→ Selected extract
=== Section Start ===
Incident Insight reprinted from Alert Diver magazine
By Marty McCafferty EMT-P DMT
Diagnosis Before Treatment
Proper care of injured divers means ruling out all possibilities.
>The diver was a 58-year-old male with more than 400 lifetime dives. His only known medical history was hypertension, which was well controlled with a single prescription medication. His general health was good, and he was reasonably physically fit.
>The diver performed a single boat dive in calm, warm (81°F) water to 80 feet for 30 minutes on air. Neither he nor his buddies experienced any problems during the dive, and they performed a three-minute safety stop at 15 feet. After surfacing they returned to the boat and began to remove their gear.
>Within five minutes of being back on board, the diver lost consciousness and collapsed onto the deck. His buddies determined he had a pulse and was breathing on his own. Emergency oxygen was not available, and the two buddies immediately weighed anchor and headed for shore. While en route, one of them called 911. The trip back to the dock took 15 minutes, and an ambulance was there when they arrived. After securing the vessel, the buddies drove to the hospital, just a few minutes behind the ambulance.
>When the buddies arrived, the emergency-department staff were expeditiously evaluating the diver. He responded only to pain, and his strength on his right side was markedly diminished relative to his left. His left pupil was of normal size and reactive to light; his right pupil was dilated and responded sluggishly to light. He had a strong, regular pulse and spontaneous respirations, but after a short period his respirations began to grow shallower and less regular. When the buddies inquired about their friend's condition they were informed that he was on his way to radiology for a CT scan of his head.
=== Section End ===
→ Required actions
1 > From the diving incident report, extract everything from "Incident Insight reprinted" down to "out all possibilities.".
2 > Condense the paragraph of the diving incident report that begins "Within five minutes of being back on board" into a short list of its main facts.

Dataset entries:
=== Section Start ===
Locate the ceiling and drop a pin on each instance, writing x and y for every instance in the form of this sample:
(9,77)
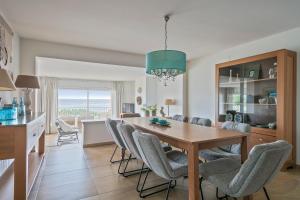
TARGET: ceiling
(198,27)
(73,70)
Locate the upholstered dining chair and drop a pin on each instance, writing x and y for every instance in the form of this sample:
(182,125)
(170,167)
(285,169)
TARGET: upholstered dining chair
(180,118)
(126,132)
(228,151)
(170,165)
(201,121)
(236,180)
(112,129)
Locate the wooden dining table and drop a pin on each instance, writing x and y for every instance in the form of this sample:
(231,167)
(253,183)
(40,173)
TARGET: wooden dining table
(192,138)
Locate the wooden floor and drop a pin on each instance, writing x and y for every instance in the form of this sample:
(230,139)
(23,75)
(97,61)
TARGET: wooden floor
(71,172)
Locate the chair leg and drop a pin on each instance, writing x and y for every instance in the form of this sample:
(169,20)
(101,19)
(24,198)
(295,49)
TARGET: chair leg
(77,137)
(223,197)
(112,156)
(131,172)
(121,161)
(143,190)
(58,140)
(266,193)
(168,191)
(201,191)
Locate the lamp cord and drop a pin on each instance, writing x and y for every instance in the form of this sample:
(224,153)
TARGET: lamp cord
(167,17)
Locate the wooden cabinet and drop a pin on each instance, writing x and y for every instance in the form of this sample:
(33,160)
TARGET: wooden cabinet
(261,91)
(23,140)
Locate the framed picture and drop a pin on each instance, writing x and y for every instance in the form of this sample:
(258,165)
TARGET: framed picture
(252,71)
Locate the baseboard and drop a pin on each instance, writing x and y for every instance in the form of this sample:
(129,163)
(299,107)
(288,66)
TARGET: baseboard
(97,144)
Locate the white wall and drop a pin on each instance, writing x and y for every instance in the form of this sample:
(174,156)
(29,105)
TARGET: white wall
(129,92)
(174,90)
(13,67)
(140,83)
(154,92)
(201,73)
(30,49)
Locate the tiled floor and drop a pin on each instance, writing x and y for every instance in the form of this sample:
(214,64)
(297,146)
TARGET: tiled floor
(71,172)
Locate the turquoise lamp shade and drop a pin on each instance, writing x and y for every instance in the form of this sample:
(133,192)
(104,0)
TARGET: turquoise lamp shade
(166,61)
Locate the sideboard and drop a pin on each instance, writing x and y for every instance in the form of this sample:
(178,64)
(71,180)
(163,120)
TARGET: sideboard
(23,140)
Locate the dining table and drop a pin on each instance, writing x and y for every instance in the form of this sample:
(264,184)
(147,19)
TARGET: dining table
(192,138)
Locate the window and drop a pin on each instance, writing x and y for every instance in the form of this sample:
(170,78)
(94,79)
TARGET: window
(84,103)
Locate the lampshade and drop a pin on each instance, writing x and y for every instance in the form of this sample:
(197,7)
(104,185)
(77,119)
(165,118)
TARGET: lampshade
(25,81)
(6,83)
(166,60)
(170,102)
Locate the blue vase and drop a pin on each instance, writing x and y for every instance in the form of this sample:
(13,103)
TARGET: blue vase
(21,109)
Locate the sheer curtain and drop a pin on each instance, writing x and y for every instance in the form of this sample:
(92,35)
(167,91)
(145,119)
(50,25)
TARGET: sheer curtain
(118,97)
(48,102)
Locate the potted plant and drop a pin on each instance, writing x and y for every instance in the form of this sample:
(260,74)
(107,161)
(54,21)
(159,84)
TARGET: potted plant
(153,110)
(146,111)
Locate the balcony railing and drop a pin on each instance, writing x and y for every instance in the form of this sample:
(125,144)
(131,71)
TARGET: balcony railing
(84,112)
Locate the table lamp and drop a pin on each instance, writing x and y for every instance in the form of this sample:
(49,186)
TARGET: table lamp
(29,83)
(169,102)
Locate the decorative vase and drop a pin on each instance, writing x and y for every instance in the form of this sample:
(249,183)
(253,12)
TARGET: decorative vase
(153,113)
(147,113)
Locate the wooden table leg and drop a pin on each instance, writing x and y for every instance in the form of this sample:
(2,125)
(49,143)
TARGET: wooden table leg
(193,172)
(244,156)
(20,165)
(244,149)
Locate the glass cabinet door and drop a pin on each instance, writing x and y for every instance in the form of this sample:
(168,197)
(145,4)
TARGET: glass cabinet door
(248,93)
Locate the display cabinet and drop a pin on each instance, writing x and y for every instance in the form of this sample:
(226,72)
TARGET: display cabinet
(261,91)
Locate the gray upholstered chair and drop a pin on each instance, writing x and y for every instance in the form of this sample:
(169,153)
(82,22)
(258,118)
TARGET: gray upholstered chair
(126,132)
(201,121)
(236,180)
(180,118)
(228,151)
(112,129)
(168,165)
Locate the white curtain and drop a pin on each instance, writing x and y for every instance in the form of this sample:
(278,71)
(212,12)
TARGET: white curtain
(118,97)
(48,102)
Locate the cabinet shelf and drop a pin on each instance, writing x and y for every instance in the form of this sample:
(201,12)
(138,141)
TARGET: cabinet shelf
(246,81)
(256,104)
(260,101)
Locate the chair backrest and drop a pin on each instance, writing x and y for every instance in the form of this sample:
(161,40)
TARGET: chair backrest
(180,118)
(241,127)
(111,126)
(152,154)
(263,163)
(126,132)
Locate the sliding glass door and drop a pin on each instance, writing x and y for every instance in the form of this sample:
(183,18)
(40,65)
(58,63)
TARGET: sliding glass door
(84,103)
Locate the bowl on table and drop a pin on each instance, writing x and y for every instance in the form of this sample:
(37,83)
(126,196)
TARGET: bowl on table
(154,120)
(163,122)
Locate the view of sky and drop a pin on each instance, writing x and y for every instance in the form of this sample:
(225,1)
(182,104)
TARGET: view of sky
(82,94)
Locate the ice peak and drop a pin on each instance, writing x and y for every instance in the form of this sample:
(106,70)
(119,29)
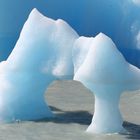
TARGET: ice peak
(35,14)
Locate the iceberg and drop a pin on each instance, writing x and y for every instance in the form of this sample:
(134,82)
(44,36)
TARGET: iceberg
(41,55)
(107,74)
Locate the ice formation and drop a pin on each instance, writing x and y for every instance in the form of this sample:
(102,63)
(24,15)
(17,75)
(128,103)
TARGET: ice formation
(41,55)
(106,73)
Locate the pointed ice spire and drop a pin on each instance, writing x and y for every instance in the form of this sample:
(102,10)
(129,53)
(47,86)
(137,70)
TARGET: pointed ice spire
(105,72)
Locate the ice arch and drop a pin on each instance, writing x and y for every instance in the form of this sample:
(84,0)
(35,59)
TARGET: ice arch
(42,54)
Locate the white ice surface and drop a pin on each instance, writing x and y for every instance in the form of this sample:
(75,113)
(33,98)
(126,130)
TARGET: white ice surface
(41,55)
(106,73)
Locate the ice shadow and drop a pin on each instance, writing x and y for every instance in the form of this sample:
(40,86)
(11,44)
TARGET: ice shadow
=== Section End ===
→ Results
1 >
Incident Insight reprinted from Alert Diver magazine
By Marty McCafferty EMT-P DMT
Diagnosis Before Treatment
Proper care of injured divers means ruling out all possibilities.

2 >
- Within five minutes of being back on board, the diver lost consciousness and collapsed on the deck.
- His buddies found that he had a pulse and was breathing on his own.
- No emergency oxygen was available.
- The buddies weighed anchor at once and headed for shore, and one of them called 911 on the way.
- The trip to the dock took 15 minutes, and an ambulance was waiting when they arrived.
- After securing the vessel, the buddies drove to the hospital, a few minutes behind the ambulance.